--- Text provided ---

A leading Welsh university have denied claims that friends of the controversial head of their scandal-hit business school were appointed without formal interviews, The Eye can reveal.
Critics believe about 10 people known to Marc Clement have been given jobs in Swansea School of Management, without the hearings or presentations to faculty which are a usual practice for new academic appointments.
But the university have stated firmly that all appointments were made in line with the rules.
In a statement to The Eye, a spokesperson said: “All appointments within the School of Management have been made in accordance with the University’s HR (Human Resources) procedures”.
Yet the school has a controversial past, which Swansea university are trying to shake off.
The previous Dean, Nigel Piercy, resigned suddenly five months ago after a series of scandals exposed by The Eye, when his son Niall and wife Nikala Lane were also appointed to the school.
Now sources within the school fear controversy is continuing.
One told The Eye: “I am hearing reports of the university bringing in Marc Clement’s mates as part of the faculty of School of Management”.
Another said: “One can only imagine what he (Marc Clement) will be planning for the management school over the next few years.
“God help us.”

--- Data listing ---

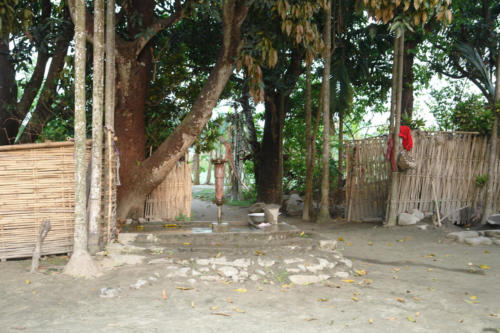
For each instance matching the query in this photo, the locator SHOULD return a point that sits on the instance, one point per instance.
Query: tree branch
(160, 25)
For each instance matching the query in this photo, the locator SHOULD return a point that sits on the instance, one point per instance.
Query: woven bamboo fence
(172, 198)
(367, 178)
(37, 184)
(451, 161)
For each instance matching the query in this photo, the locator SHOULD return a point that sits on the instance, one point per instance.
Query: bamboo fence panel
(172, 197)
(367, 178)
(37, 184)
(450, 160)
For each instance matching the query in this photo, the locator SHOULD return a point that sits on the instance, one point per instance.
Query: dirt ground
(408, 280)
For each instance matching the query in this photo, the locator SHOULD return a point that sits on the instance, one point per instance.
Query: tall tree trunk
(208, 180)
(391, 216)
(142, 177)
(97, 116)
(408, 76)
(268, 186)
(306, 215)
(252, 133)
(196, 168)
(324, 212)
(44, 108)
(80, 263)
(489, 206)
(109, 117)
(8, 94)
(341, 152)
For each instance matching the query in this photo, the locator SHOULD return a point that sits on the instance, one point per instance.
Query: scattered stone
(109, 292)
(294, 205)
(254, 277)
(257, 207)
(292, 261)
(492, 233)
(341, 275)
(459, 236)
(346, 262)
(210, 278)
(160, 261)
(417, 213)
(307, 279)
(478, 241)
(242, 263)
(265, 262)
(271, 213)
(228, 271)
(140, 283)
(328, 245)
(407, 219)
(203, 262)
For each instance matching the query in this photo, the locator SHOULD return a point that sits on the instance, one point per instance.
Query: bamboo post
(44, 230)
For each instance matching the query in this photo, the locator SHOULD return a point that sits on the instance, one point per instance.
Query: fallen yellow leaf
(361, 272)
(238, 310)
(241, 290)
(184, 288)
(221, 314)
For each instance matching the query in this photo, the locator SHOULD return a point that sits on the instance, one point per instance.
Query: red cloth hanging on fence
(405, 133)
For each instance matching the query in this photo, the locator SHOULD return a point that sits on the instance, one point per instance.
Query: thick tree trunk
(268, 186)
(8, 93)
(324, 211)
(489, 205)
(306, 215)
(141, 178)
(80, 263)
(97, 136)
(196, 168)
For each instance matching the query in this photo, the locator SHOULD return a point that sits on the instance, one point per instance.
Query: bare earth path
(416, 281)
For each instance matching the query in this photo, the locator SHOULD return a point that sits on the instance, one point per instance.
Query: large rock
(257, 207)
(294, 205)
(407, 219)
(492, 233)
(271, 213)
(418, 214)
(478, 241)
(308, 279)
(460, 236)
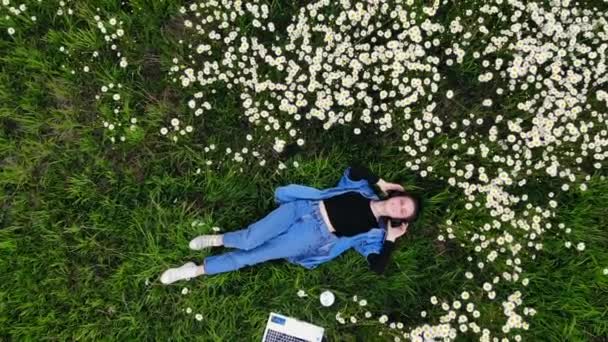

---

--- Task details ---
Extend the news article about appointments at Swansea School of Management, picking up right after its final sentence.

--- Reply to the exercise ---
The backdrop to today’s controversy is disturbing.
Professor Clement was in charge at the University of Wales after it was hit by a huge scandal over the validation of bogus degrees, and has been reduced to a rump organisation
In November 2010, BBC Wales screened an episode of their TV current affairs series Week In Week Out, which claimed that Fazley Yaakob, a pop star and head of Fazley International College, a University of Wales partner in Malaysia, held confirmed qualifications.
Following a second BBC TV investigation, the vice-chancellors of Cardiff, Swansea, Aberystwyth, Bangor and Glamorgan universities – known collectively as the St David’s Day Group – called for an end to the University of Wales.
Yet Professor Clement controversially exercised an ‘option to return’ to Swansea university as it effectively abolished itself following a ‘merger’ with University of Wales Trinity Saint David (UWTSD) (see next week’s story).
The son of Professor Clement’s predecessor, Niall Piercy, quit the school soon after his father resigned, but Nigel Piercy’s wife, Nikala Lane, remains as head of admissions.
The university proclaimed the school’s ‘achievements’ in rankings for the Research Excellence Framework (REF) long after the Piercys had quit.
But The Eye showed how even under the previous regime, numerous academics had already left for other universities, after their work featured in the REF, and there were mass staff walkouts.
Instead the school now declare pride in their ‘new home’ on the Swansea bay campus.
But this too has been condemned as desolate by academics who work there.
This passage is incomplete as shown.